→ Quoted text
------------------------------------

LR: Thank you. Follow Mother comes from a series of works that was first inspired by my grandmother’s sewing room in Chicago. I have always had a yearning to learn more about my history. Follow Mother comes out of this process of tracing my migration and family lineage through my grandmother, mother, and ancestors.
It explores the following of passageways as I trace my ancestry through Africa as motherland. I am concerned with the visibility, value, and representation of Black women throughout history.
Through a series of painting installations, I build upon a matriarchal monument of the mothers and ancestors who have influenced and guided me. My work, in thinking about the strength and impact of these women, references the motherland as a mother. I also explore the gaze in portraiture and the refusal of one’s reciprocal gaze.
I would say my process is interdisciplinary. There are parts of my work that are connected to performance, which stems from my roots as a dancer. I incorporate interviews and research documentation. In the studio, I put different materials and ideas together: it ebbs and flows. I use a layering of materials as a way of visual storytelling.
I work with textiles and dyeing canvas. For instance, in this piece, I was influenced by Kente cloth weaving patterns, and I was also thinking of tree branches that were hanging in front of the Queen Mother's home. I was thinking of looking through a passageway into a clearing.
I worked through a process of conducting research, interviewing people, observing, and having conversations. The work becomes an ongoing process of storytelling and uncovering.
MW: How did you decide to start tracing your family’s history?
LR: My grandmother created a chart to trace our family’s history. She traced our family’s connections and migration through the 1800s. One day we sat looking at this chart which traces the family back to Chicago, Oklahoma, Tennessee, Lexington, Missouri, and back through the Great Migration.
Sometimes I think about the history that belongs to us, what belongs to others, and what belongs to the world. There are a lot of dividing lines, whether it be through immigration border lines, ethnicity, or belief systems. I am interested to discover intersecting points of connection.
To create this artwork, I took scraps of fabric from my grandmother’s sewing room and patched them together. It was symbolic of the way in which the search for my family history has been a patchwork of putting histories together. In an attempt to trace my lineage and family's migration, I began tracing this history from Chicago to Harlem, through to the Great Migration and my ancestry in West Africa.

------------------------------------

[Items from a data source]
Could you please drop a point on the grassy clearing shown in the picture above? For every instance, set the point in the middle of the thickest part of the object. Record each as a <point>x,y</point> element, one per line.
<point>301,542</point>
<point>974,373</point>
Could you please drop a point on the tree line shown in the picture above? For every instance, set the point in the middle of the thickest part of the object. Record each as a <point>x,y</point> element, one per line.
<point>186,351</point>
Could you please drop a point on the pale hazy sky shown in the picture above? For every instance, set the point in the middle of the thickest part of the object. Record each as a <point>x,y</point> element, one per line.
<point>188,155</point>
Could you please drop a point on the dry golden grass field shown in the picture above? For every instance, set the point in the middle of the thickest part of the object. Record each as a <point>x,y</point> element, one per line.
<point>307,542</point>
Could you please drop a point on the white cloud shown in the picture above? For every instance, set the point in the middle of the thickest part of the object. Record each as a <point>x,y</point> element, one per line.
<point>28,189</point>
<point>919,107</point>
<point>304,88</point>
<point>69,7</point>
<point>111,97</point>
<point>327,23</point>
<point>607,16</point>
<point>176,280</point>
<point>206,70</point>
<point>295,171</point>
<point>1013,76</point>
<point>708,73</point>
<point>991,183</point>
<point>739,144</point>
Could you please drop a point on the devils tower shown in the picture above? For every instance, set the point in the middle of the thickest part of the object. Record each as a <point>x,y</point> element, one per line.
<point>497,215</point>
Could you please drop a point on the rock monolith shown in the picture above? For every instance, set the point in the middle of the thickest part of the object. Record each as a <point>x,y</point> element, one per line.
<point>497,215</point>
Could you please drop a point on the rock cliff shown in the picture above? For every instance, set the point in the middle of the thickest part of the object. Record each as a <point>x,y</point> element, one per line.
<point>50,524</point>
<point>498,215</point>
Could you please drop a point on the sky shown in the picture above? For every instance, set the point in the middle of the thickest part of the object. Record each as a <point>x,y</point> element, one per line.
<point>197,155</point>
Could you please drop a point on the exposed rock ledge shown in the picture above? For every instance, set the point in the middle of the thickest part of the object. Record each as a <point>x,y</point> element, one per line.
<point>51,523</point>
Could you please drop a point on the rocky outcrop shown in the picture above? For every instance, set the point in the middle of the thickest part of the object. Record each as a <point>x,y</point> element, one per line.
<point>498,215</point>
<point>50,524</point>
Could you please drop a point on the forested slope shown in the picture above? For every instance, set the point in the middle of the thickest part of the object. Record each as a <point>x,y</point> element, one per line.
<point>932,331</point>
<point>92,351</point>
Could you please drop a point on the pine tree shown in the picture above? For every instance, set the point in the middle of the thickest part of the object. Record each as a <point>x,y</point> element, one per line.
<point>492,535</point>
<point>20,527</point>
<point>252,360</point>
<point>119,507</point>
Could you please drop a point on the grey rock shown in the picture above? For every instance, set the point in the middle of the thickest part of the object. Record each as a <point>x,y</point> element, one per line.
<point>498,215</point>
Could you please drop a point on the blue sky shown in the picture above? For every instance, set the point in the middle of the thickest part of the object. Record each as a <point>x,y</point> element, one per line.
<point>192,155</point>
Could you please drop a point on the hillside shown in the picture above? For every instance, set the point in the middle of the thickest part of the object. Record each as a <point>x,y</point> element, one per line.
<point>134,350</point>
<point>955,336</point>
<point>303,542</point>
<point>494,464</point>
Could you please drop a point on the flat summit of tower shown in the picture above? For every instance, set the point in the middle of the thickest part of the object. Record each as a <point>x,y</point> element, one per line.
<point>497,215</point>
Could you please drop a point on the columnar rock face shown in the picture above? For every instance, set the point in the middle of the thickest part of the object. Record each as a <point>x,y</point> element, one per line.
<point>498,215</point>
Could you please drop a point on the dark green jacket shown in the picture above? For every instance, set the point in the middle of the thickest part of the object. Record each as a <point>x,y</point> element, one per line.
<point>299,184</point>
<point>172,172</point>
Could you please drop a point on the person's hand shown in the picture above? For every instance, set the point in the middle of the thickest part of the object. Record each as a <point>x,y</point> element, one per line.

------------------------------------

→ Tasks to complete
1 – List every place named in the interview as a point the grandmother's chart traces the family back to.
2 – Repeat the stretch of the interview from "I work with" through "your family’s history?", switching "canvas" to "linen".

→ Results of the tasks
1 – Chicago, Oklahoma, Tennessee, Lexington, Missouri

2 –
I work with textiles and dyeing linen. For instance, in this piece, I was influenced by Kente cloth weaving patterns, and I was also thinking of tree branches that were hanging in front of the Queen Mother's home. I was thinking of looking through a passageway into a clearing.
I worked through a process of conducting research, interviewing people, observing, and having conversations. The work becomes an ongoing process of storytelling and uncovering.
MW: How did you decide to start tracing your family’s history?